Provided records.
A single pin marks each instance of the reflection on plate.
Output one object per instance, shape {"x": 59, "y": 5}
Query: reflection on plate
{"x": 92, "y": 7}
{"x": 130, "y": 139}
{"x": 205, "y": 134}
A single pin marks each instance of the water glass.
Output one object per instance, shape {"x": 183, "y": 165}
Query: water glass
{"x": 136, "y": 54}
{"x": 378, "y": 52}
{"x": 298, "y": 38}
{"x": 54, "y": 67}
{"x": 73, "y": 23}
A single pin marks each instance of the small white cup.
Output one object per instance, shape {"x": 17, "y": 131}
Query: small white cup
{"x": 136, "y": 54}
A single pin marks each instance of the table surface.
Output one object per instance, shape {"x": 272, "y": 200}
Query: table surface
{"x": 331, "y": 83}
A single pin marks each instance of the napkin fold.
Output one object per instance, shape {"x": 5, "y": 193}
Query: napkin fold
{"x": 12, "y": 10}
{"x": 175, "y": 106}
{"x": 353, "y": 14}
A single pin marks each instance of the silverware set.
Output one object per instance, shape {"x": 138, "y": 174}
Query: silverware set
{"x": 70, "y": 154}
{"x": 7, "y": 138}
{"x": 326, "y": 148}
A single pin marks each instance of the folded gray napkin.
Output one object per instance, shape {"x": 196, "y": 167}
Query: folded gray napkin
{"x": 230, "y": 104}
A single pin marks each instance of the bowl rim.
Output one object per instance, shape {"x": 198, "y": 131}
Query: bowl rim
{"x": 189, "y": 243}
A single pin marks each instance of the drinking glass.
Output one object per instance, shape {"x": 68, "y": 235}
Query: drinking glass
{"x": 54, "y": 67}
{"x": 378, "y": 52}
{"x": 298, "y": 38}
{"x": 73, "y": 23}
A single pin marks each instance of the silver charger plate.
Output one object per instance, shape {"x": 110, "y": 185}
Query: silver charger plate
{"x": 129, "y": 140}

Action item. Give back the whole listing. Match it exactly.

Solution for this exercise.
A single pin marks each instance of the reflection on plate.
Output one object per instance, shape {"x": 59, "y": 5}
Query: reflection on plate
{"x": 92, "y": 7}
{"x": 130, "y": 139}
{"x": 205, "y": 134}
A single pin marks each instance of the water glass.
Output one object per instance, shape {"x": 183, "y": 165}
Query: water glass
{"x": 136, "y": 54}
{"x": 378, "y": 52}
{"x": 298, "y": 38}
{"x": 54, "y": 67}
{"x": 73, "y": 23}
A single pin marks each instance of the small white cup.
Output one object per instance, shape {"x": 17, "y": 131}
Query: small white cup
{"x": 136, "y": 54}
A single pin marks each instance of the table surface.
Output one object per instance, shape {"x": 272, "y": 200}
Query: table surface
{"x": 331, "y": 83}
A single pin marks each instance of the napkin fold.
Output one object per instance, shape {"x": 5, "y": 193}
Query: napkin fold
{"x": 12, "y": 10}
{"x": 175, "y": 106}
{"x": 353, "y": 14}
A single pin marks each instance of the silverware set.
Output one object per instance, shape {"x": 138, "y": 174}
Query: silverware set
{"x": 70, "y": 154}
{"x": 7, "y": 138}
{"x": 326, "y": 148}
A single pin marks each instance of the folded gray napkin.
Output one object per instance, shape {"x": 196, "y": 167}
Query: folded gray napkin
{"x": 230, "y": 104}
A single pin marks each instance of the bowl rim.
Output one object per instance, shape {"x": 198, "y": 131}
Query: bowl rim
{"x": 189, "y": 243}
A single pin marks each instance of the drinking glass.
Output one object per instance, shape {"x": 68, "y": 235}
Query: drinking glass
{"x": 54, "y": 67}
{"x": 378, "y": 52}
{"x": 298, "y": 38}
{"x": 73, "y": 23}
A single pin marks each instance of the silver charger plate.
Output one object per instance, shape {"x": 110, "y": 185}
Query: silver charger plate
{"x": 129, "y": 140}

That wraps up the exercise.